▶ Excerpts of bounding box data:

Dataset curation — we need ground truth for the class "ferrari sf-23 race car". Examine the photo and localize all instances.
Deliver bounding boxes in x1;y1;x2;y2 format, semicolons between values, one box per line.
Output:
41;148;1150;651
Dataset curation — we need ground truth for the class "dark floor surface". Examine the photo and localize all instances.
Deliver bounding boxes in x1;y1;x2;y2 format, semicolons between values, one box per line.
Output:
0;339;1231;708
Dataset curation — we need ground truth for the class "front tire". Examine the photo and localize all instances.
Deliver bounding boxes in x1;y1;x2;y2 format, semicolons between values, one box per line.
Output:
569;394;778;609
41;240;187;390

▶ Exercise aim: Quote the listing in full, please, keeping every line exact.

▶ Response for this exercise:
Dataset curation — we need ground truth for the class "ferrari sf-23 race car". Examine the photo and localize all instances.
Deliver bounding boxes in x1;y1;x2;y2 format, semicolons between values, one box per line.
Output:
41;148;1150;651
Dataset curation — we need ground truth for the class "dark floor surface". Examine the photo and localize all instances.
Deliver bounding boxes in x1;y1;x2;y2 format, semicolons between values, one box per line.
Output:
0;339;1231;708
Dataset curation — we need ground truth for the class "front tire". Examine the photo and localize all instances.
Deliver bounding boxes in x1;y1;x2;y2 format, semicolons between values, one box per line.
Output:
569;394;778;609
41;240;187;390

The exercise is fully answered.